# What Size Dumpster ?



## Docfletcher (Aug 1, 2007)

What size dumpster is needed for 15sq of 3 tab?


----------



## Ed the Roofer (Jan 27, 2007)

Without plywood and only one layer, probably between a 5 yarder and a 10 yarder. 

Some dumpster companies will only ship out a 20 yarder for roofing debris though.

Ed


----------



## Docfletcher (Aug 1, 2007)

The roofer that gave me the estimate insists a 20 yard be used. Says it's better for his guys.:laughing:


----------



## Ed the Roofer (Jan 27, 2007)

To be honest with you, we only use our own dump truck, but on the few occasions when it is in for maintenance, we only order 20 yarders, as they can be moved to the next location for a small fee if the weight limit did not get met.

Dumpster prices are all over the board, depending where in the country you are located and how many disposal mlocations are near by, if they have not already been closed.

I always figure a minimum fee of $ 225.00 for any roof removal hauling, which is to cover the driving time and the overhead to cover for the expense of maintenance and repairs. That is the rare circumstance where we do not need to charge significantly more than that, just to cover our costs for disposal though.

Ed


----------



## Malcolm (Jun 7, 2007)

I got a 20 yard dumpster. I ripped up 12 sheets of plywood, 24 squares with felt, and a couple of small trees. It was about 3/4 full.


----------



## Docfletcher (Aug 1, 2007)

Guys that explains a lot. The roofer socks me $476.00 for a 20 yard dumpster. Then goes to other jobs on my dime. What a racket. No wonder when I did a little price exploration the dumpster guy told me just 10 yard would be more than enough for 15 sq of 3 tab. When I told him the roofer insisted on 20 yard he said that he was in the business for a very long time and it sounded like the roofer was trying to make some extra dough. 

I HAVE A LOT TO LEARN!!! Thank you both for leveling with me. :thumbsup:


----------



## Ed the Roofer (Jan 27, 2007)

In my area, they charge a minimum of $ 425.00 for a 20 yard dumpster.

I prefer my own dump truck for the convenience factor.

# [Dataset excerpts]

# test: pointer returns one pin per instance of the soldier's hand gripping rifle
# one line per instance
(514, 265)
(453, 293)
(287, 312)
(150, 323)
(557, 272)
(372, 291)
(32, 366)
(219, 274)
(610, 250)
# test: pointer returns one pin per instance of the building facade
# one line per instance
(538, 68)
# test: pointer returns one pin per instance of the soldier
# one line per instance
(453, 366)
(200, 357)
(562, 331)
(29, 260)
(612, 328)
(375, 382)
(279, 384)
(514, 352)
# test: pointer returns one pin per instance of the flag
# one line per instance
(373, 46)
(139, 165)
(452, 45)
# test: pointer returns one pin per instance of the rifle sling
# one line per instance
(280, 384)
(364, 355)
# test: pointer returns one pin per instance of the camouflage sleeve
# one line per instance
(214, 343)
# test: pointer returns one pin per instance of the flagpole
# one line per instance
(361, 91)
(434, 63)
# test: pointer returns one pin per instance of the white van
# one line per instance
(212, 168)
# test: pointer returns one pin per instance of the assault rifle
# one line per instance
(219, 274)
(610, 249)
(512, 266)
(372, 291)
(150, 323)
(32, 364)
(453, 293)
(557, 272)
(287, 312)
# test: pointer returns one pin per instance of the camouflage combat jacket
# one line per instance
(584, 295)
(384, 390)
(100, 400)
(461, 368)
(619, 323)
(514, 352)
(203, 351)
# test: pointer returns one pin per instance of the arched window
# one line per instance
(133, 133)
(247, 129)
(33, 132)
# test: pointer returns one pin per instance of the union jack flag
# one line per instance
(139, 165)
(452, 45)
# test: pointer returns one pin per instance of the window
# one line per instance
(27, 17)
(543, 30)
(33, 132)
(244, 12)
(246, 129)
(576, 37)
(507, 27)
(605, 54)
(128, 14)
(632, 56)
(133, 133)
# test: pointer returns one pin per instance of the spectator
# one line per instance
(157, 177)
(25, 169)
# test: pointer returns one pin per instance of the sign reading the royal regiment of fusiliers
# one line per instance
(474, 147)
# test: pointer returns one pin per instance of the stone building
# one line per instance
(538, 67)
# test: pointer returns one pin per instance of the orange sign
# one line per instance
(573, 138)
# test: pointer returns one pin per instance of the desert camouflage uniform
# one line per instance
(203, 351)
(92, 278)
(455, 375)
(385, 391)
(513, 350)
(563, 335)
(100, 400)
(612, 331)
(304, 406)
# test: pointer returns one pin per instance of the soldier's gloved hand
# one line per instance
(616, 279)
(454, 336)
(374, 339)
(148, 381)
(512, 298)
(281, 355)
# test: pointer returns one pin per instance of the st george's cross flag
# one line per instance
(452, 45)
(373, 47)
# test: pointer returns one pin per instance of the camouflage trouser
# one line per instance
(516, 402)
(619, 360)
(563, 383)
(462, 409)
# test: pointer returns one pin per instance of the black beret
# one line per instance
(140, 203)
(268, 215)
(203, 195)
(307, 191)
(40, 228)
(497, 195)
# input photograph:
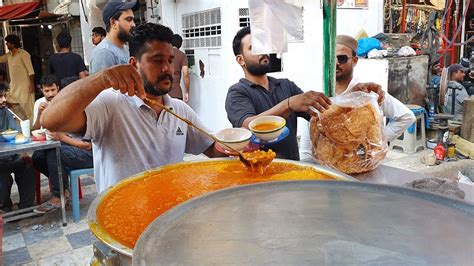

# [Exercises]
a - In the dumpster thread, what minimum fee does Ed the Roofer figure for any roof removal hauling?
b - According to the dumpster thread, why does Ed the Roofer order only 20-yard dumpsters when his own dump truck is in for maintenance?

# [Set of answers]
a - $225.00

b - He orders 20 yarders because they can be moved to the next location for a small fee if the weight limit was not met.